======== EXTRACTED INFORMATION

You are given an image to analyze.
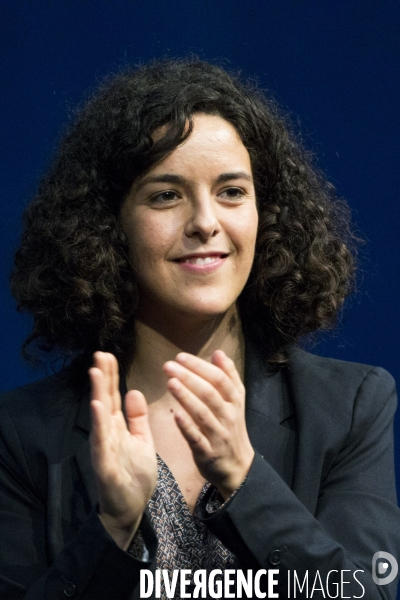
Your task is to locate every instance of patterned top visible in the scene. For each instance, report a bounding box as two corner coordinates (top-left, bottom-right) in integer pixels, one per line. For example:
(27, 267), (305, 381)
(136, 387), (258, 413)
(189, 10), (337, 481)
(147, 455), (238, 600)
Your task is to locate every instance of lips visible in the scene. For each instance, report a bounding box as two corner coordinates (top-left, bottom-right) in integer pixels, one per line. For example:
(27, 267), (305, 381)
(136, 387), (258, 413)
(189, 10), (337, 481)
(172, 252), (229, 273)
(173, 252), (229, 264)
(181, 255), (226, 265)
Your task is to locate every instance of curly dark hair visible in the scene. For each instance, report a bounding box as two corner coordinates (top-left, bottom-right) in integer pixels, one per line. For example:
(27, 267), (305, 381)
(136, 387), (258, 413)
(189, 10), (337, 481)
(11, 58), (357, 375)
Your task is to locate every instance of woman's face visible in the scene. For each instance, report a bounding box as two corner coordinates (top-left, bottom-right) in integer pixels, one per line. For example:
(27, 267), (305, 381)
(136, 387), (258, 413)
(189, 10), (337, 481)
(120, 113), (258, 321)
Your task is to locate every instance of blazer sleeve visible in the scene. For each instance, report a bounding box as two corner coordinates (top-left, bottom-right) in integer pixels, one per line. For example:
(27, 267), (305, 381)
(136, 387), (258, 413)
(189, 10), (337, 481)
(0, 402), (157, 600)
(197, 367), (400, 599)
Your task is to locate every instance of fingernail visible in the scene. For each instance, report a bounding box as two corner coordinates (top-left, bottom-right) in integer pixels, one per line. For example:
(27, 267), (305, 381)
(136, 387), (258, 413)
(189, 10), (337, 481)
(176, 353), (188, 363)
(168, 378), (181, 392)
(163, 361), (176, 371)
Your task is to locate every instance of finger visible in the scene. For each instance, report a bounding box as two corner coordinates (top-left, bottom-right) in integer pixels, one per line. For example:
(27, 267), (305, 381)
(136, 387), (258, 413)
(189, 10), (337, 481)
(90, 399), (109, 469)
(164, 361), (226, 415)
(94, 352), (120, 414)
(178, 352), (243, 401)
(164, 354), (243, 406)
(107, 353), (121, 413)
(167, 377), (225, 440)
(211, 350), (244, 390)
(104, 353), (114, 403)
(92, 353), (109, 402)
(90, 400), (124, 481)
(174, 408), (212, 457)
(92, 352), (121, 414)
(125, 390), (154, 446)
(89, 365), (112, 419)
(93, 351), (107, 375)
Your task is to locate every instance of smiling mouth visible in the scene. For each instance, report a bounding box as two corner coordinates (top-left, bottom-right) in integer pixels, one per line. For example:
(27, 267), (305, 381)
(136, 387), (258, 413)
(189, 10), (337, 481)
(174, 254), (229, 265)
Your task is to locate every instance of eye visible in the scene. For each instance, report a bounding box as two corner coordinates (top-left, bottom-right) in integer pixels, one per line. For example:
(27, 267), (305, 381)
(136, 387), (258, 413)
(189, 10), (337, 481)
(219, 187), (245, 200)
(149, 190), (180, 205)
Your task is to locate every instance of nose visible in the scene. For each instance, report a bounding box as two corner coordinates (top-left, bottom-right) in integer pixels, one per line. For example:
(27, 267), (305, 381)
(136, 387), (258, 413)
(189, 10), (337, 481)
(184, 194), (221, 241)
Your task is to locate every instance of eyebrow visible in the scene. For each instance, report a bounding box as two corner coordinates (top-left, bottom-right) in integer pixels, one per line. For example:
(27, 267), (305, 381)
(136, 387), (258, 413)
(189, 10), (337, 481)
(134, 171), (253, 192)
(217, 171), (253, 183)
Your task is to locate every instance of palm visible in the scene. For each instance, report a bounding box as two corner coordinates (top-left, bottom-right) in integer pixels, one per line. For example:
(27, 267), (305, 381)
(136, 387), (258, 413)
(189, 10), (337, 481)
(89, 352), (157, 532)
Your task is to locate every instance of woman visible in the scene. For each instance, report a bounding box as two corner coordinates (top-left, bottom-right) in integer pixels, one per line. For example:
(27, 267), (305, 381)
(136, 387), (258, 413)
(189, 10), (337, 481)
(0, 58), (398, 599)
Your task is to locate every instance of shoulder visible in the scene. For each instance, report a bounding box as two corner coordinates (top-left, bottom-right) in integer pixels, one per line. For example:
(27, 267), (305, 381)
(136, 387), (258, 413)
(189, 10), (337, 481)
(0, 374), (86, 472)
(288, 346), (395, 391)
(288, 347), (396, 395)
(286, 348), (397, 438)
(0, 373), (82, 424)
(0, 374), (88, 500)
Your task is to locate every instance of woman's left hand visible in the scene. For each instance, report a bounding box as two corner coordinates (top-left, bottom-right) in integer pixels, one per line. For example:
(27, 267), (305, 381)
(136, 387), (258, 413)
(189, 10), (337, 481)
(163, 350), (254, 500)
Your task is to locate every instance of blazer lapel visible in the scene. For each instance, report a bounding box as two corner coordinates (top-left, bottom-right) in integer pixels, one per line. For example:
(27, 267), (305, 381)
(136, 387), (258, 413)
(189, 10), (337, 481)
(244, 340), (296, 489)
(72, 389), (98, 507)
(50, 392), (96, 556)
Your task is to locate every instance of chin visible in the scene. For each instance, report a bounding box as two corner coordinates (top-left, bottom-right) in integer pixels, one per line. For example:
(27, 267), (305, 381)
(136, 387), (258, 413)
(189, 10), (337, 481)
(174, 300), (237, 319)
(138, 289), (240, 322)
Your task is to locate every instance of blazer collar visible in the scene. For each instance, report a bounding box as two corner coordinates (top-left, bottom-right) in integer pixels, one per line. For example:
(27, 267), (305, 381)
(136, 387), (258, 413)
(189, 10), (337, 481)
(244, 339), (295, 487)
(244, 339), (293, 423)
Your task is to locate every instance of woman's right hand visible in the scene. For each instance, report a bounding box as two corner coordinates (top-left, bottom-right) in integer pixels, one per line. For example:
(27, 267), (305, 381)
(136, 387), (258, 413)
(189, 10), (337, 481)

================

• [WHAT THIS TASK INVOLVES]
Output every entry above exactly as written, but omit the pictures.

• [ANSWER BOX]
You are given an image to analyze.
Your task is to locate every instance of patterned top visible in the scene. For each instance, report a bounding box as two corner coordinates (top-left, bottom-right) in integer pixels, one per line. For example:
(27, 267), (305, 381)
(136, 387), (258, 413)
(189, 10), (337, 481)
(147, 455), (238, 600)
Your task is to locate every instance of lips visible in the scene. For each instance, report a bounding box as two corner coordinates (top-left, bottom-right) in integer pixels, one per line. For example:
(27, 267), (305, 381)
(136, 387), (258, 413)
(189, 10), (337, 481)
(172, 252), (229, 273)
(173, 252), (229, 264)
(181, 255), (226, 265)
Your task is to locate every instance of curly dark hair visible in the scene. For each instance, report a bounding box as two corner coordinates (top-left, bottom-right) in integer pixels, one per line. For example:
(27, 267), (305, 381)
(136, 387), (258, 413)
(189, 10), (337, 481)
(11, 58), (357, 375)
Your task is to locate every instance of woman's face visible in the scene. For each instance, report a bounding box as two corner coordinates (top-left, bottom-right) in integer pixels, one per line. For example:
(27, 267), (305, 381)
(136, 387), (258, 413)
(189, 10), (337, 481)
(120, 113), (258, 321)
Your task is to locate every instance of blazer sleeve visible in the scene. For each instance, report a bounding box as two corner coordinates (top-left, bottom-right) in integer pixels, one per line. For example:
(27, 267), (305, 381)
(136, 387), (258, 413)
(189, 10), (337, 481)
(0, 402), (157, 600)
(197, 367), (400, 599)
Your task is to locate every instance of fingernail visible in the scene. For each instance, report a bounding box as two corner coordinates (top-left, bottom-right) in integer pixels, one per line. For example:
(27, 267), (305, 381)
(136, 387), (258, 413)
(189, 10), (337, 481)
(176, 353), (188, 363)
(168, 378), (181, 392)
(163, 361), (176, 371)
Your task is to locate every instance of finger visible in the scene. For each instance, report a bounding box as two corner coordinates (top-left, bottom-right) in integer pixels, one per line. For example:
(27, 267), (305, 381)
(136, 387), (258, 413)
(189, 10), (337, 481)
(90, 399), (109, 469)
(164, 361), (226, 415)
(94, 352), (120, 414)
(178, 352), (243, 401)
(164, 354), (243, 406)
(107, 353), (121, 413)
(167, 377), (225, 440)
(211, 350), (244, 390)
(104, 353), (114, 403)
(92, 353), (109, 402)
(90, 400), (124, 481)
(174, 408), (212, 457)
(92, 352), (121, 414)
(125, 390), (154, 446)
(89, 365), (112, 419)
(93, 351), (107, 375)
Your task is to locate every instance of smiling mouth visible in the scene. For each instance, report a bounding box as two corner coordinates (top-left, bottom-right) in integer pixels, one per line. For example:
(27, 267), (305, 381)
(136, 387), (258, 413)
(189, 10), (337, 481)
(174, 254), (229, 265)
Your task is to locate every instance of eye visible in the scene. For each instance, report a bounding box as two corner coordinates (top-left, bottom-right) in integer pixels, one per line. For example:
(27, 267), (305, 381)
(136, 387), (258, 413)
(189, 10), (337, 481)
(219, 187), (245, 200)
(149, 190), (180, 205)
Your task is to locate every instance of nose visible in the scene. For each instance, report a bounding box as two corner coordinates (top-left, bottom-right) in integer pixels, one per line. For example:
(27, 267), (305, 381)
(136, 387), (258, 413)
(189, 10), (337, 481)
(184, 194), (221, 241)
Your task is to locate every instance of eyebrow visible in the scene. For each instance, report a bounding box as two corner coordinates (top-left, bottom-right) in integer pixels, one per line. For example:
(27, 267), (305, 381)
(136, 387), (258, 413)
(189, 10), (337, 481)
(134, 171), (253, 192)
(217, 171), (253, 183)
Your task is to locate every instance of palm visible in the scene. For each instance, report a bounding box as two corner coordinates (top-left, bottom-right) in integer pixels, one per line. For example:
(27, 267), (305, 381)
(136, 387), (258, 413)
(189, 10), (337, 481)
(89, 352), (157, 532)
Your task is to locate every instance of woman visible in the scene. For each instance, report a bounding box as two corner coordinates (top-left, bottom-right) in integer pixels, one per line. For example:
(27, 267), (305, 381)
(136, 387), (258, 413)
(189, 10), (337, 481)
(0, 58), (398, 599)
Your task is to locate every instance of shoulder visible in the scene. For each instance, report a bounding box as two corner coordinates (top-left, bottom-right) in integer pixels, one per line. For example:
(27, 267), (305, 381)
(136, 387), (258, 413)
(189, 10), (337, 481)
(0, 374), (86, 472)
(288, 346), (395, 391)
(288, 347), (396, 395)
(286, 348), (397, 438)
(0, 373), (82, 424)
(0, 374), (88, 500)
Your task is to locate every instance of woman's left hand visible in the scene. For each instance, report a bounding box as two corner coordinates (top-left, bottom-right) in integer pixels, one per line. For example:
(27, 267), (305, 381)
(136, 387), (258, 413)
(189, 10), (337, 481)
(163, 350), (254, 500)
Your task is to locate every instance of blazer lapel visible in the scene. For each instance, report a bounding box as two corner coordinates (top-left, bottom-right) in integer pixels, one per line. For example:
(27, 267), (305, 381)
(136, 387), (258, 413)
(189, 10), (337, 481)
(244, 340), (296, 489)
(72, 389), (98, 507)
(50, 392), (96, 556)
Your task is to locate every instance of chin visible in the scene. For each instance, report a bounding box as two corner coordinates (top-left, bottom-right) in integer pixels, one per line. For example:
(27, 267), (305, 381)
(136, 387), (258, 413)
(189, 10), (337, 481)
(174, 300), (237, 319)
(138, 289), (240, 322)
Your task is to locate every instance of blazer collar visible in the scene. For each instance, report a bounding box as two corner coordinates (top-left, bottom-right) in integer pixels, one per line. For example:
(27, 267), (305, 381)
(136, 387), (258, 413)
(189, 10), (337, 481)
(244, 339), (295, 487)
(244, 339), (293, 423)
Your task is to locate every instance of woman's right hand visible in the scene. For each instance, report a bounding box as two corner coordinates (top-left, bottom-right) in integer pixels, one per line. For example:
(27, 267), (305, 381)
(136, 387), (258, 413)
(189, 10), (337, 481)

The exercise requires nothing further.